BRANO PROPOSTO:
I neonati prematuri sono esposti a molteplici infezioni poiché alla nascita non dispongono di sufficienti difese immunitarie. La ferritina è la proteina del latte materno che più di tutte li protegge dalle infezioni, ma talvolta la mamma non è nelle condizioni di allattare e allora può essere sostituita dalla ferritina del latte bovino, analoga all’80 per cento a quella umana.
Se n’è discusso a Torino, in occasione del secondo Convegno internazionale di neonatologia clinica organizzato dalla ‘Fondazione Crescere Insieme al Sant’Anna Onlus‘ che ha avuto al centro il tema del benessere psicofisico del prematuro e il fatto che il suo accrescimento potrebbe essere favorito da condizioni che seppur semplici da ricreare, sono ancora purtroppo distanti dalla medicina attuale.
Paolo Manzoni, presidente esecutivo del comitato organizzatore, ha presentato nel corso del convegno una pubblicazione del suo gruppo di ricerca che rivela le potenzialità della ferritina, la proteina del latte materno che più di tutte preserva il neonato dalle infezioni, e della ferritina del latte bovino, che nel caso di impossibilità della mamma di allattare, può essere sostitutiva.
‘I neonati che nascono prematuri e pesano meno di 1500 grammi sono esposti a un altissimo rischio di infezioni nelle prime settimane di vita perché non hanno difese immunitarie – ha spiegato Paolo Manzoni – Purtroppo spesso la mamma non è in condizioni di allattare il suo bambino o il latte che gli dà non è sufficiente‘.

MATERIALE DI STUDIO:

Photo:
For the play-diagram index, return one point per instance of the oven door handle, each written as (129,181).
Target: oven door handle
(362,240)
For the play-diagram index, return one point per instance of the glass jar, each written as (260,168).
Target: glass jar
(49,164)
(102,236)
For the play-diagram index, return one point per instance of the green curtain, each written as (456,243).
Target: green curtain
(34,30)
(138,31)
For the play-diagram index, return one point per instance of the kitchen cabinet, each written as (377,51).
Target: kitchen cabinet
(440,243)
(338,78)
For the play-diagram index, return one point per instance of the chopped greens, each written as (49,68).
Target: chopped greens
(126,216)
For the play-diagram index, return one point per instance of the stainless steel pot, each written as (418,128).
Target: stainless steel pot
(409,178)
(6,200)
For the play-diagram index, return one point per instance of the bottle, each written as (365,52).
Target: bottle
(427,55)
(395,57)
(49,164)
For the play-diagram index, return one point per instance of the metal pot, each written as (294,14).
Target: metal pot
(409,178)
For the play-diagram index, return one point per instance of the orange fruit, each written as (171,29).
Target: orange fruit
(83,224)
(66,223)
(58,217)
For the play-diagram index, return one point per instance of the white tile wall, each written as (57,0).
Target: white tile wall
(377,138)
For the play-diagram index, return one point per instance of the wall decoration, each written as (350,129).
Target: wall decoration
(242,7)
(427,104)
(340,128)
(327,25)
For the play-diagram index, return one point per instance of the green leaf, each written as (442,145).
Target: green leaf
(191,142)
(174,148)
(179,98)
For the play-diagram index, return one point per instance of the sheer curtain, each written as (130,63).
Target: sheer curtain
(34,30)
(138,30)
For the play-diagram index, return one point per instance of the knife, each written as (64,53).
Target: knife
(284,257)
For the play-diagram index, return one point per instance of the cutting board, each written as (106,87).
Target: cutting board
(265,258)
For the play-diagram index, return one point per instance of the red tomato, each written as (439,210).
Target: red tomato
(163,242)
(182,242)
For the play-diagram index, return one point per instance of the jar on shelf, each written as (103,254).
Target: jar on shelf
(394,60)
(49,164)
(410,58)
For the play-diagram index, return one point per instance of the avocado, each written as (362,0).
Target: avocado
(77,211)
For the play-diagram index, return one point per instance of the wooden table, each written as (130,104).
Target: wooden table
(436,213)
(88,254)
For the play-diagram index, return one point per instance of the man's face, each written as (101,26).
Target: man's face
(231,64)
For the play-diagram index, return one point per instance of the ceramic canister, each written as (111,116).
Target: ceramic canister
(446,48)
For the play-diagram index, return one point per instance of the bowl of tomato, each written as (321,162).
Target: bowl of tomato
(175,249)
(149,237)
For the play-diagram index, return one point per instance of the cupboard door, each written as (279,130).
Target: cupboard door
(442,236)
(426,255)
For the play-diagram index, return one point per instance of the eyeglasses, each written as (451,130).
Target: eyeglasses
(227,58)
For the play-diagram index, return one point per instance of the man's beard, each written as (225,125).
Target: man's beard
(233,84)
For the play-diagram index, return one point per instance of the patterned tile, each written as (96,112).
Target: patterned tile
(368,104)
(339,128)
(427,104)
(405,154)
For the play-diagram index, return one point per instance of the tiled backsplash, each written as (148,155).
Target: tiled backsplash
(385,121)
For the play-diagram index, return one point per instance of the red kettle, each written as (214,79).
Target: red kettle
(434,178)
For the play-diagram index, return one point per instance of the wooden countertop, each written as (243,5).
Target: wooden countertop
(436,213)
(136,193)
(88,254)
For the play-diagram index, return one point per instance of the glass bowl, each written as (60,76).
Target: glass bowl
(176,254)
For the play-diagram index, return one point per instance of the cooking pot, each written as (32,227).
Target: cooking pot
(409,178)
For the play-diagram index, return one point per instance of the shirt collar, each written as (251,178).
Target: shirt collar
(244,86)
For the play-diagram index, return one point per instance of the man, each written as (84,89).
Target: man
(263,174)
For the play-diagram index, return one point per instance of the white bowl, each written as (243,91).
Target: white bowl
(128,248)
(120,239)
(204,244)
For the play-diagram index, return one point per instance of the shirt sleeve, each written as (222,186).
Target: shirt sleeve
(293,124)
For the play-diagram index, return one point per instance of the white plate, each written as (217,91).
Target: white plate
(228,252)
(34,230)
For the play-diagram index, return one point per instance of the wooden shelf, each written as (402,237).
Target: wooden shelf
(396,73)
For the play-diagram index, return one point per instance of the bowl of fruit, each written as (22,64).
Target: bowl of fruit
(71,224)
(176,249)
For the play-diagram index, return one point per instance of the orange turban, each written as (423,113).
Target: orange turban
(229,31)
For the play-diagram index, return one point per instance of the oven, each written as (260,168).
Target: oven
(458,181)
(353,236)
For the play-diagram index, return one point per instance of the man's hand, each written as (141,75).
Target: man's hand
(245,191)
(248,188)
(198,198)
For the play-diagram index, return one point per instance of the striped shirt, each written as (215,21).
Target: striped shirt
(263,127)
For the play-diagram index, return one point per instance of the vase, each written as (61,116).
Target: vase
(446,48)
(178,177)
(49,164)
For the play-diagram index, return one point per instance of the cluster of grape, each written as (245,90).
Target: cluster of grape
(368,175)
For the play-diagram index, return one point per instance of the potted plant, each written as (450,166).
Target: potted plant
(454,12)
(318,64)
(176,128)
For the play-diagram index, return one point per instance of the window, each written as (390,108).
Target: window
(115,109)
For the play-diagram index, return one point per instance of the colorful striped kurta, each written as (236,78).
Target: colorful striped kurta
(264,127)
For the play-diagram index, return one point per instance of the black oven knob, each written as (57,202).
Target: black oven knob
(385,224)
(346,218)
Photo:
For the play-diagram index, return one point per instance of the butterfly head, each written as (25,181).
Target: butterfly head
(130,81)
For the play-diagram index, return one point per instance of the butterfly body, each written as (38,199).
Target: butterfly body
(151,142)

ISTRUZIONI:
A: Nel brano sui neonati prematuri, sotto quale peso un prematuro corre un altissimo rischio di infezioni secondo Paolo Manzoni?
B: Stabilisci se ciascuna affermazione concorda con il brano sui neonati prematuri, citando le parole del brano che lo provano. (i) La ferritina del latte bovino è analoga all'80 per cento a quella umana. (ii) Il convegno di Torino era il primo convegno internazionale di neonatologia clinica. (iii) Paolo Manzoni è presidente esecutivo del comitato organizzatore.
C: Prosegui il brano sui neonati prematuri e la ferritina, scrivendo il seguito dopo la sua ultima frase.
Il materiale non ha alcun legame con il brano.

SOLUZIONI:
A: Sotto i 1500 grammi.

B:
(i) Sì: "analoga all’80 per cento a quella umana".
(ii) No: "secondo Convegno internazionale di neonatologia clinica".
(iii) Sì: "presidente esecutivo del comitato organizzatore".

C:
In questi casi si interviene con la somministrazione di antibiotici sempre più attivi e potenti, e allo stesso tempo si rispettano rigorose norme igieniche per ridurre al minimo l’esposizione alle infezioni. Ciononostante, un buon 30 per cento di questi neonati muore o riporta conseguenze disabilitanti di lunga durata a causa dei vari agenti patogeni che lo possono infettare (funghi, batteri e virus).
La nuova terapia, messa a punto al Sant’Anna in collaborazione con undici altri centri di neonatologia in Italia, propone una metodologia differente e consente di ridurre a un terzo la percentuale di neonati infettati. ‘Lo studio è consistito nella somministrazione per via orale della lattoferrina, a un campione di 500 neonati critici per un mese e mezzo e dal primo giorno della loro vita‘, ha spiegato Manzoni. Si è scelto di utilizzare la lattoferrina bovina in quanto è omologa all’80 per cento rispetto a quella umana e da un litro di latte bovino se ne ricava circa mezzo grammo.
La percentuale di soggetti infettati è passata dall’attuale 20 per cento a solo il 6 per cento. Il costo della terapia è di un euro al giorno, contro i 150-200 euro giornalieri che occorrono per gli antibiotici specifici, oltre al fatto che non comporta tutti i gli effetti collaterali dei farmaci.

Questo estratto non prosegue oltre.